じじぃの「歴史・思想_536_日本の論点2022・コロナ禍を乗り切る」

【公式】東京ディズニーリゾートの健康と安全のための取り組み

東京ディズニーリゾート
政府の「新型コロナウイルス感染症対策の基本的対処方針」を踏まえて作成された「遊園地・テーマパークにおける新型コロナウイルス感染拡大予防ガイドライン」に沿った対策を講じることに加え、行政機関からの指導のもと、ゲストの皆さまとキャストの健康と安全の確保を最優先に運営します。
https://www.tokyodisneyresort.jp/topics/info/safety.html

『これからの日本の論点2022』

日本経済新聞社/編 日経BP 2021年発行

日本企業はこれからどうなる

論点15 変わる消費、コロナ後に戻るもの、戻らないもの より

【執筆者】田中陽(編集委員。流通経済部)
^^^^
# 課題 A
ページ抜粋のうち、「じじぃの「歴史・思想_536_日本の論点2022・コロナ禍を乗り切る」」を含む語句から始まり「の確保を最優先に運営します。」で終わる範囲を、一字も変えずに引用せよ。
# 課題 B
ページ抜粋に基づき、次の各問に答えよ。
(i) 東京ディズニーリゾートが運営上、最優先に確保するとしている対象は何か。
(ii) 『これからの日本の論点2022』の出版社と発行年はどれか。
(iii) 論点15の執筆者として記載されている人物は誰か。
^^^^
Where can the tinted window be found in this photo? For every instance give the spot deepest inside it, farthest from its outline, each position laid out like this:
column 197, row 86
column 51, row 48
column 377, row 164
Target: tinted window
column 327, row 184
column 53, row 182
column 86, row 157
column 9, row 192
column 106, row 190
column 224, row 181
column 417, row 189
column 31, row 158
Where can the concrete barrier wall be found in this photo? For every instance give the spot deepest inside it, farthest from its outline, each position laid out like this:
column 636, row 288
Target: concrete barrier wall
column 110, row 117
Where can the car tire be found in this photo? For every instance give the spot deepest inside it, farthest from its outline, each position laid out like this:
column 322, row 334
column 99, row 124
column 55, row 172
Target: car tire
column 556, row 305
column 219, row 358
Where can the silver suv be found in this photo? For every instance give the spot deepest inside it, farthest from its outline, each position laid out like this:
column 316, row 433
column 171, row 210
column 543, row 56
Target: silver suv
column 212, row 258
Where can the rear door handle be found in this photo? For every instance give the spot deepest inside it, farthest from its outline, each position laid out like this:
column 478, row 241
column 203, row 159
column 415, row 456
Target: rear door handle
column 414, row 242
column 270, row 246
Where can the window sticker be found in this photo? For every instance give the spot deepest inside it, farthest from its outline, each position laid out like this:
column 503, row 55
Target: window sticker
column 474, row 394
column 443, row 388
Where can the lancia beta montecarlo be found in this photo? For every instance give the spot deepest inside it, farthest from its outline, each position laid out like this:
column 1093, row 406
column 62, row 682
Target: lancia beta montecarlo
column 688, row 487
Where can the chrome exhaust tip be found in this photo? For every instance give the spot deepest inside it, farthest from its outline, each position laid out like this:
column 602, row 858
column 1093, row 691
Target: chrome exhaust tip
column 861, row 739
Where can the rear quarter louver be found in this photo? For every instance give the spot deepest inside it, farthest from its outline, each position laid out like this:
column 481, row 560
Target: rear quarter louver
^^^^
# 解答 A
じじぃの「歴史・思想_536_日本の論点2022・コロナ禍を乗り切る」

【公式】東京ディズニーリゾートの健康と安全のための取り組み

東京ディズニーリゾート
政府の「新型コロナウイルス感染症対策の基本的対処方針」を踏まえて作成された「遊園地・テーマパークにおける新型コロナウイルス感染拡大予防ガイドライン」に沿った対策を講じることに加え、行政機関からの指導のもと、ゲストの皆さまとキャストの健康と安全の確保を最優先に運営します。

# 解答 B
(i) ゲストの皆さまとキャストの健康と安全
(ii) 日経BP、2021年
(iii) 田中陽(編集委員。流通経済部)